■ Raw data
========================================================================
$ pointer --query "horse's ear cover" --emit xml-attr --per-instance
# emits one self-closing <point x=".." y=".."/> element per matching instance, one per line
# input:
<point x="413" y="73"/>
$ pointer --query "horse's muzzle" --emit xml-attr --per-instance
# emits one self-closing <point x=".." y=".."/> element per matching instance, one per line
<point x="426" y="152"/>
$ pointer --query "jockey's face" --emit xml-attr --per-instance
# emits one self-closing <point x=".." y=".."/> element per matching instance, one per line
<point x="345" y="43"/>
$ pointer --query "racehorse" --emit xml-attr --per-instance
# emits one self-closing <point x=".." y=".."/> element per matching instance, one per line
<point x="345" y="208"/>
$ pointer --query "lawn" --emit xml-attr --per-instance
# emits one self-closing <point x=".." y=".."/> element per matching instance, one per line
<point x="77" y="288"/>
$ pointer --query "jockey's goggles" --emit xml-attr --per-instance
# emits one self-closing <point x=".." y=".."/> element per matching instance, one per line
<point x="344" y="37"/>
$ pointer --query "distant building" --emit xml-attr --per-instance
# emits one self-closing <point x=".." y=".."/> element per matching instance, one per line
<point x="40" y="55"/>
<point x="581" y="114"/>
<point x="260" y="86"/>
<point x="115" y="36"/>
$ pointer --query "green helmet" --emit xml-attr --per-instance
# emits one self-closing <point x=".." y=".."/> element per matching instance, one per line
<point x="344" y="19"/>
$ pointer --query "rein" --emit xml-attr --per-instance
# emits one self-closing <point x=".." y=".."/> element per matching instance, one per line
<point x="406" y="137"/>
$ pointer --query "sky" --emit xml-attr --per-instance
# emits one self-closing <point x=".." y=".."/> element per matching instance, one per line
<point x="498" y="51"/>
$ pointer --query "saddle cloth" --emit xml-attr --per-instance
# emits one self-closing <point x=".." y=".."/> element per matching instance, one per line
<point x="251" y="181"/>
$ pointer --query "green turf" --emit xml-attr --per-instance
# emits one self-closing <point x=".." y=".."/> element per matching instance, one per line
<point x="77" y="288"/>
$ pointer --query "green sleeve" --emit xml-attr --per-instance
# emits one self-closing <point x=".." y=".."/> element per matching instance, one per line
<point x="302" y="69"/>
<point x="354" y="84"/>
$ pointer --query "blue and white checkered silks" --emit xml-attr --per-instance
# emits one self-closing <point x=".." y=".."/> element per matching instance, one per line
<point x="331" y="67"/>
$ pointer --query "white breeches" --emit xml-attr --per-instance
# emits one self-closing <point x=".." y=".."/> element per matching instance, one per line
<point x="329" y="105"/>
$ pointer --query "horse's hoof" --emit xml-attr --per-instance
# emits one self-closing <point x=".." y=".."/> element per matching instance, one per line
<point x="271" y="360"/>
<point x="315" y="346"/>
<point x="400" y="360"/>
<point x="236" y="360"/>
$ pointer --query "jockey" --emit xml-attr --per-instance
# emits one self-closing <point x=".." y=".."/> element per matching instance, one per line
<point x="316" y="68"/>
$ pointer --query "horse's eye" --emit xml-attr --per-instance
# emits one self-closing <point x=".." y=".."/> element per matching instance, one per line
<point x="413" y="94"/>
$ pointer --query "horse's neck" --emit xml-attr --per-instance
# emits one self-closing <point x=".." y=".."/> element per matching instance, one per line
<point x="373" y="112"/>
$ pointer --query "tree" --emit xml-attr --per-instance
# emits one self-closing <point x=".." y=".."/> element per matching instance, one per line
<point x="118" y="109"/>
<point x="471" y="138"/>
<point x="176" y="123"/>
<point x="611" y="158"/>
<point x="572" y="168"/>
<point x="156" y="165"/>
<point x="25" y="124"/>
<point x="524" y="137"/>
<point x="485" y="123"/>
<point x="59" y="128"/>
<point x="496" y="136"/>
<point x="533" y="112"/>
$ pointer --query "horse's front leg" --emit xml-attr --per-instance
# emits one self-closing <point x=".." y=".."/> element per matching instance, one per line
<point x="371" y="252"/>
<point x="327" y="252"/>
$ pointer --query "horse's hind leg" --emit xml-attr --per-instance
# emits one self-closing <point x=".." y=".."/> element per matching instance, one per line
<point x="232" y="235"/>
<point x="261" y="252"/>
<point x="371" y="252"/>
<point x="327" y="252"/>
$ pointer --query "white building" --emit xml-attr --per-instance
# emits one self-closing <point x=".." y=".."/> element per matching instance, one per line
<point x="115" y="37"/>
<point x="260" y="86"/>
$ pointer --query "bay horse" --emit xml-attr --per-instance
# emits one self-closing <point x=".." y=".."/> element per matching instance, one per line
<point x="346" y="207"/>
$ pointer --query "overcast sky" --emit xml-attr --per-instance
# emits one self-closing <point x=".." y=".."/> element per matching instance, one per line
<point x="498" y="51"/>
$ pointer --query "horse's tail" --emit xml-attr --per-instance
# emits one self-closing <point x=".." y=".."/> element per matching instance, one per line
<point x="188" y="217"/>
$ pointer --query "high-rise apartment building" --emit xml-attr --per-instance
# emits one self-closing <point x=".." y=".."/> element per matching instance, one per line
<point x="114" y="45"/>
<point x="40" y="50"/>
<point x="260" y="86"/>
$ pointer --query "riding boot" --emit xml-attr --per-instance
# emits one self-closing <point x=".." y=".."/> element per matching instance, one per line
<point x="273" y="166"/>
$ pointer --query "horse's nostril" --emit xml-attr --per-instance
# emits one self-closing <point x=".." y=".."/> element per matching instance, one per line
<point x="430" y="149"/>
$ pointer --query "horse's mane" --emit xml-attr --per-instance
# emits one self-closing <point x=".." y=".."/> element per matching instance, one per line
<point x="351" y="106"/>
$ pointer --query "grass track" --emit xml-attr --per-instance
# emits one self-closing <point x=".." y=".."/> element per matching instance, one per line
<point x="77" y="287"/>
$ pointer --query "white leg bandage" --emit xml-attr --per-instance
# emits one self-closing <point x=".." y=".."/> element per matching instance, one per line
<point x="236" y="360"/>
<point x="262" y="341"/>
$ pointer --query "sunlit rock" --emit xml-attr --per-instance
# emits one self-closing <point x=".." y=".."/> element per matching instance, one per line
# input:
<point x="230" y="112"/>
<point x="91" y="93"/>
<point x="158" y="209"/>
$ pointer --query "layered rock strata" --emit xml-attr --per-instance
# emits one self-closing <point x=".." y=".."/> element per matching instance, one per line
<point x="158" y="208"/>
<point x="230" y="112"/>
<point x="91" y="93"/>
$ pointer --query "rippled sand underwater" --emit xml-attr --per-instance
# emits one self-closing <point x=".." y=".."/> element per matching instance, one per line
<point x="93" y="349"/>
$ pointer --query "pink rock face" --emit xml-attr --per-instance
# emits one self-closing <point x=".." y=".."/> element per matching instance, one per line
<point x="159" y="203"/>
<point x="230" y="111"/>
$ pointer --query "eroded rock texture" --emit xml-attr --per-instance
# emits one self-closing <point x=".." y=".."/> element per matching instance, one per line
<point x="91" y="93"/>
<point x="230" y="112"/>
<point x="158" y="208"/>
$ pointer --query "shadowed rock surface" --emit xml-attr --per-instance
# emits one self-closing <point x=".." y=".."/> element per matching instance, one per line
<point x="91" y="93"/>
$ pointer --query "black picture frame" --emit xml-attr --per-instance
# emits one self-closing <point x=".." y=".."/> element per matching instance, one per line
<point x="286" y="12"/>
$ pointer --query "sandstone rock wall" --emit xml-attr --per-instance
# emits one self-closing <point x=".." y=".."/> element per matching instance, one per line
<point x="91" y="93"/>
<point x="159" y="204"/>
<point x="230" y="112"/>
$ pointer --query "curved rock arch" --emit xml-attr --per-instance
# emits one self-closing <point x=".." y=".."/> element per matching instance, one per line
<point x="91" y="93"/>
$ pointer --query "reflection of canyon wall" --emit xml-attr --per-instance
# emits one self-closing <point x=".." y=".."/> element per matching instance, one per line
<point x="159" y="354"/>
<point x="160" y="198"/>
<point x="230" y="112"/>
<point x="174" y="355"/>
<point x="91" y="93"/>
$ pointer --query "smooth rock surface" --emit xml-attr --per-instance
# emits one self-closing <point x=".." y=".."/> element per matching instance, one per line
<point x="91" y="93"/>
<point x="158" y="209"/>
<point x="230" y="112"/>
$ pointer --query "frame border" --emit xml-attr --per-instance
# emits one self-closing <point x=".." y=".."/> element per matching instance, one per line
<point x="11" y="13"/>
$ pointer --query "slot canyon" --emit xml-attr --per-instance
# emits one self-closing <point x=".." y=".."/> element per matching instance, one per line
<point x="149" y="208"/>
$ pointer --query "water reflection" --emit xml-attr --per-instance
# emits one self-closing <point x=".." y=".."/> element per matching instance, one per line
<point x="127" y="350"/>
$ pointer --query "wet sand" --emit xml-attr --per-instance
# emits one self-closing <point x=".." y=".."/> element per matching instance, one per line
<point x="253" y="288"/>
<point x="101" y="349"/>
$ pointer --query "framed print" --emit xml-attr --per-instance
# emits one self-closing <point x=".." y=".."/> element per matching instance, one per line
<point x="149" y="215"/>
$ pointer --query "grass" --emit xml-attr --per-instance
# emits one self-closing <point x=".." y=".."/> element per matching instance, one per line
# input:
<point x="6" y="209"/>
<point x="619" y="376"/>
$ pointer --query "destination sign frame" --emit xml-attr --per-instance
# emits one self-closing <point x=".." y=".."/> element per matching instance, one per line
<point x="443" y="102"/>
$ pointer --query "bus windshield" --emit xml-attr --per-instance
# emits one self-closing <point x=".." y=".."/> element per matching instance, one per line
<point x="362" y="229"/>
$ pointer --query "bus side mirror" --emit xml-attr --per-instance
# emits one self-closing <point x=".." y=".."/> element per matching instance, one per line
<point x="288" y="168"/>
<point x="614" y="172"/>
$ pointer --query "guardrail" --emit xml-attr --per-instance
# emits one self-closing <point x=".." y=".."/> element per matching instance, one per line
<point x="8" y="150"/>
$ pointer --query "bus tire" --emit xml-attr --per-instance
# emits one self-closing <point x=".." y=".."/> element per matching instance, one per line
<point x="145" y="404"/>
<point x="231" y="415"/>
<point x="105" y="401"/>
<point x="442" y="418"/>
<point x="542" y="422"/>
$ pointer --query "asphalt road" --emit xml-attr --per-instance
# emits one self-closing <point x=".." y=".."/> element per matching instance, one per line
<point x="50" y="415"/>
========================================================================
■ Work to be completed
Report each line in the entries above that contains the word "canyon".

■ Correct output
$ pointer --query "reflection of canyon wall" --emit xml-attr --per-instance
$ pointer --query "slot canyon" --emit xml-attr --per-instance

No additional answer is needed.